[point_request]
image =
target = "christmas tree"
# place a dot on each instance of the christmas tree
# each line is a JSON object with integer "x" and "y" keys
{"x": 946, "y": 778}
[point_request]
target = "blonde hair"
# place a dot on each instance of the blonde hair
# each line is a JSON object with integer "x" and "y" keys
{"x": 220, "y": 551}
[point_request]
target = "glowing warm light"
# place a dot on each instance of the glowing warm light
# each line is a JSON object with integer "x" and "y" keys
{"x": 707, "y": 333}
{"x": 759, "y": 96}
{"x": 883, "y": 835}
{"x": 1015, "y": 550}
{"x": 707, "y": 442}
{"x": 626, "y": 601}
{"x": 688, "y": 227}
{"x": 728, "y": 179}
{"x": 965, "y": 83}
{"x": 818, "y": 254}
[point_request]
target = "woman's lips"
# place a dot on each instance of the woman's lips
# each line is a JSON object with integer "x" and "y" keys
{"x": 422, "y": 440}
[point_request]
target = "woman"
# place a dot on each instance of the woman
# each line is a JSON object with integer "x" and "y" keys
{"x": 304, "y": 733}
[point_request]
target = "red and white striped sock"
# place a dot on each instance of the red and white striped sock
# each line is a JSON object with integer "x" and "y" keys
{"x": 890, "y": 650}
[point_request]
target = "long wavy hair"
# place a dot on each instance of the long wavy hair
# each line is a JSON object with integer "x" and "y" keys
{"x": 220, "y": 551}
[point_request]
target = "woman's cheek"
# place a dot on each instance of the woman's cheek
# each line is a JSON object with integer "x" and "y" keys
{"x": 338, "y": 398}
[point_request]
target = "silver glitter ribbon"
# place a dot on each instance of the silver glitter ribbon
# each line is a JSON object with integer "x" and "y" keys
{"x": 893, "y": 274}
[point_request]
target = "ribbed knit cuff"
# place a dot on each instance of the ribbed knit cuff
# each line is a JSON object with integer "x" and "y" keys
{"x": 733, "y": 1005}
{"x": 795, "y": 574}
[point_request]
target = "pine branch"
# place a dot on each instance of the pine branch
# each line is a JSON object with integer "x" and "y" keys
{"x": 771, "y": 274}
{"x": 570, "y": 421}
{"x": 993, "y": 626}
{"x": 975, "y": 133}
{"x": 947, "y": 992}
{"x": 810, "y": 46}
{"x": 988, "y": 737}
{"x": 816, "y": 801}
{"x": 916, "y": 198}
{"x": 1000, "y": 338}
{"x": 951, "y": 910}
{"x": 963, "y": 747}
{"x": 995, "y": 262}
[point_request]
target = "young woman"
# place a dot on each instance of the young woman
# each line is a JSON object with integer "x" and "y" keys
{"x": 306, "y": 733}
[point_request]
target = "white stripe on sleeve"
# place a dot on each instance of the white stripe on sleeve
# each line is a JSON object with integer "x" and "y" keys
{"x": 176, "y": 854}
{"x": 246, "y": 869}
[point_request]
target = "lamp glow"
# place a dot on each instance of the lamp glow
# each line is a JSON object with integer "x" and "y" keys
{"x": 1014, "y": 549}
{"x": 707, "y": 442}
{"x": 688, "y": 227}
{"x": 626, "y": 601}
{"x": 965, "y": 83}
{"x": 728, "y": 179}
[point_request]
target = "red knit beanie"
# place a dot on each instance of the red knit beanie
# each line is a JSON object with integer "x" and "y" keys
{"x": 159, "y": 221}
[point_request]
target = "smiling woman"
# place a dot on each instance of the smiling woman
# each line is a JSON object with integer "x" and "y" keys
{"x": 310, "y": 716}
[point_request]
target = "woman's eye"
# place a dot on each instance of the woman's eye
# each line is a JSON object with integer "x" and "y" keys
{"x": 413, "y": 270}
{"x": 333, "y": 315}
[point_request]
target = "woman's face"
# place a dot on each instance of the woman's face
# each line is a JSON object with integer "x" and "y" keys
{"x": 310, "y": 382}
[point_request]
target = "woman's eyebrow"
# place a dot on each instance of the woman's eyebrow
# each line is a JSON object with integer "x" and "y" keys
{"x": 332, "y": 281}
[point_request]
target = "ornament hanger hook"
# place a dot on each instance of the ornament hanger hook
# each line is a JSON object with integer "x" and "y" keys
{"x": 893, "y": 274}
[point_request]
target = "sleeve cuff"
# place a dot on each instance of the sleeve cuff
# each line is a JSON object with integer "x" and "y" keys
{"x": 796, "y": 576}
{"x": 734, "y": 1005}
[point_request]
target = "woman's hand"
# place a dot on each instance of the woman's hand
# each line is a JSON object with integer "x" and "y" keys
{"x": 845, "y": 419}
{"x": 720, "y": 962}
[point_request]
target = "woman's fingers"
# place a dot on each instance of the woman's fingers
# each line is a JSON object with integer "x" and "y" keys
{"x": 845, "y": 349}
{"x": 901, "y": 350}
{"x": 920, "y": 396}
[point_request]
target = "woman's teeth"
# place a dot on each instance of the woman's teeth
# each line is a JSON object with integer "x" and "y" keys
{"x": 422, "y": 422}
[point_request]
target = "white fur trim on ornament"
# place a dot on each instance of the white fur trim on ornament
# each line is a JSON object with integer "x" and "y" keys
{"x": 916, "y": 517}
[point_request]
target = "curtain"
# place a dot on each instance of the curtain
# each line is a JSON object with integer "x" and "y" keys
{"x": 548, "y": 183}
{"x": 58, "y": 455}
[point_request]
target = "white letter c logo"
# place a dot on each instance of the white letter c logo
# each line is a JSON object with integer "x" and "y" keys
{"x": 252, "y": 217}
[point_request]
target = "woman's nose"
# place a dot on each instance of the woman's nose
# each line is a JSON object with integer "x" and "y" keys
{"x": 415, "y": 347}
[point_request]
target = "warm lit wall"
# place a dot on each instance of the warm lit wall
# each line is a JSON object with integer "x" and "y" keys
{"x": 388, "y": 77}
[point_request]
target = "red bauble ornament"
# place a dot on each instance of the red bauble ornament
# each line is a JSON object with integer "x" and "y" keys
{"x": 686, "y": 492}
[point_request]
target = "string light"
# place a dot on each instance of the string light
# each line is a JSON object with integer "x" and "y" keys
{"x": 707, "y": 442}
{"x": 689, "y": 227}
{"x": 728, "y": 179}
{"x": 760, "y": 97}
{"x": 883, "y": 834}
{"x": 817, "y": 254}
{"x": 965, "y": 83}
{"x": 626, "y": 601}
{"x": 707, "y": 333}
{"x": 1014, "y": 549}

::::::::

THE REQUEST:
Recopy all the lines exactly as they appear.

EXPECTED ANSWER:
[point_request]
image =
target = "christmas tree"
# place a dot on each instance of the christmas tree
# each line is a JSON object with integer "x" and "y" keys
{"x": 946, "y": 778}
[point_request]
target = "blonde hair"
# place a dot on each instance of the blonde hair
# each line is a JSON object with integer "x" and "y" keys
{"x": 220, "y": 551}
[point_request]
target = "glowing warm light"
# place a dot on each instance of the glowing warm light
# each line is a JSON object with integer "x" and "y" keys
{"x": 707, "y": 333}
{"x": 759, "y": 96}
{"x": 883, "y": 835}
{"x": 1015, "y": 550}
{"x": 707, "y": 442}
{"x": 626, "y": 601}
{"x": 688, "y": 227}
{"x": 728, "y": 179}
{"x": 965, "y": 83}
{"x": 818, "y": 254}
[point_request]
target = "woman's lips"
# place a dot on each instance of the woman's lips
# each line is a JSON object with integer "x" and "y" keys
{"x": 422, "y": 440}
[point_request]
target = "woman"
# place a dot on each instance of the woman
# each line is a JSON object with integer "x" and "y" keys
{"x": 304, "y": 733}
[point_request]
target = "red and white striped sock"
# place a dot on each instance of the red and white striped sock
# each line is a JSON object with integer "x" and "y" keys
{"x": 890, "y": 650}
[point_request]
target = "long wavy hair"
# place a dot on each instance of the long wavy hair
# each line is a JSON object with integer "x" and "y" keys
{"x": 220, "y": 551}
[point_request]
target = "woman's cheek"
# place a dot on each instance of the woman's cheek
# each line is a JSON object with integer "x" and "y" keys
{"x": 338, "y": 398}
[point_request]
target = "silver glitter ribbon"
# place a dot on each instance of the silver glitter ribbon
# each line is a JSON object with integer "x" and "y" keys
{"x": 893, "y": 274}
[point_request]
target = "ribbed knit cuff"
# place a dot on each instance of the ribbed knit cuff
# each line is a JSON object with integer "x" and "y" keys
{"x": 733, "y": 1005}
{"x": 795, "y": 574}
[point_request]
target = "pine branch"
# place a dot on each instance of the pine branch
# each line is a JSON object with integer "x" and "y" keys
{"x": 771, "y": 274}
{"x": 570, "y": 421}
{"x": 993, "y": 626}
{"x": 975, "y": 133}
{"x": 947, "y": 992}
{"x": 810, "y": 46}
{"x": 988, "y": 737}
{"x": 816, "y": 801}
{"x": 916, "y": 198}
{"x": 1000, "y": 338}
{"x": 951, "y": 910}
{"x": 963, "y": 747}
{"x": 995, "y": 262}
[point_request]
target = "young woman"
# place a dot on each instance of the young woman
# each line is a JSON object with integer "x" and "y" keys
{"x": 306, "y": 733}
[point_request]
target = "white stripe on sleeve"
# place a dot on each instance of the white stripe on sleeve
# each line is a JSON object with integer "x" and "y" keys
{"x": 176, "y": 854}
{"x": 246, "y": 869}
[point_request]
target = "lamp glow"
# place a dot on each instance of the lamp glow
# each line is a JSON object with integer "x" and "y" keys
{"x": 1014, "y": 549}
{"x": 707, "y": 442}
{"x": 688, "y": 227}
{"x": 626, "y": 601}
{"x": 965, "y": 83}
{"x": 728, "y": 179}
[point_request]
target = "red knit beanie"
# place a dot on each instance of the red knit beanie
# each line is a JSON object with integer "x" and "y" keys
{"x": 159, "y": 221}
[point_request]
target = "smiling woman"
# place a dot on each instance of the smiling woman
# each line is a JSON object with integer "x" and "y" keys
{"x": 310, "y": 716}
[point_request]
target = "woman's eye"
# place a dot on each instance of the woman's eye
# each line is a JSON object with integer "x" and "y" keys
{"x": 413, "y": 270}
{"x": 333, "y": 315}
[point_request]
target = "woman's face"
# place a dot on each instance of the woman's face
# each line is a JSON object with integer "x" and "y" keys
{"x": 310, "y": 382}
[point_request]
target = "woman's eyebrow"
# place a dot on each instance of the woman's eyebrow
# each line is a JSON object with integer "x" and "y" keys
{"x": 332, "y": 281}
[point_request]
target = "ornament hanger hook"
# place a dot on each instance of the ornament hanger hook
# each line is a JSON object with integer "x" and "y" keys
{"x": 893, "y": 274}
[point_request]
target = "sleeve cuff"
# place a dot on each instance of the sleeve cuff
# each line is a JSON object with integer "x" and "y" keys
{"x": 796, "y": 576}
{"x": 734, "y": 1005}
[point_request]
target = "woman's hand"
# place a dot on each instance of the woman's hand
# each line is a JSON object with integer "x" and "y" keys
{"x": 845, "y": 419}
{"x": 720, "y": 962}
[point_request]
target = "woman's fingers"
# place a dot on each instance of the woman's fingers
# each line is a JSON object with integer "x" and "y" keys
{"x": 845, "y": 349}
{"x": 901, "y": 350}
{"x": 920, "y": 396}
[point_request]
target = "woman's teeth"
# place a dot on each instance of the woman's teeth
# each line is a JSON object with integer "x" and "y" keys
{"x": 422, "y": 422}
[point_request]
target = "white fur trim on ornament"
# place a dot on each instance of the white fur trim on ornament
# each line is a JSON object with integer "x" and "y" keys
{"x": 916, "y": 517}
[point_request]
target = "curtain"
# place a dot on each instance of the curtain
# each line is a JSON object with integer "x" and "y" keys
{"x": 548, "y": 183}
{"x": 58, "y": 455}
[point_request]
target = "white letter c logo"
# place a dot on each instance of the white letter c logo
# each line is a JSON object with integer "x" and "y" keys
{"x": 252, "y": 217}
[point_request]
target = "woman's nose"
# place a dot on each instance of the woman's nose
# each line is a JSON object with integer "x" and "y" keys
{"x": 415, "y": 347}
[point_request]
target = "warm lit wall"
# place a dot on each instance of the warm lit wall
# each line is a JSON object with integer "x" and "y" keys
{"x": 388, "y": 77}
[point_request]
target = "red bauble ornament"
# place a dot on each instance of the red bauble ornament
# each line is a JSON object with integer "x" and "y" keys
{"x": 686, "y": 492}
[point_request]
target = "string light"
# place a dot on each instance of the string light
# each line is a JSON object with integer "x" and "y" keys
{"x": 707, "y": 442}
{"x": 689, "y": 227}
{"x": 728, "y": 179}
{"x": 760, "y": 97}
{"x": 883, "y": 834}
{"x": 817, "y": 254}
{"x": 965, "y": 83}
{"x": 626, "y": 601}
{"x": 707, "y": 333}
{"x": 1014, "y": 549}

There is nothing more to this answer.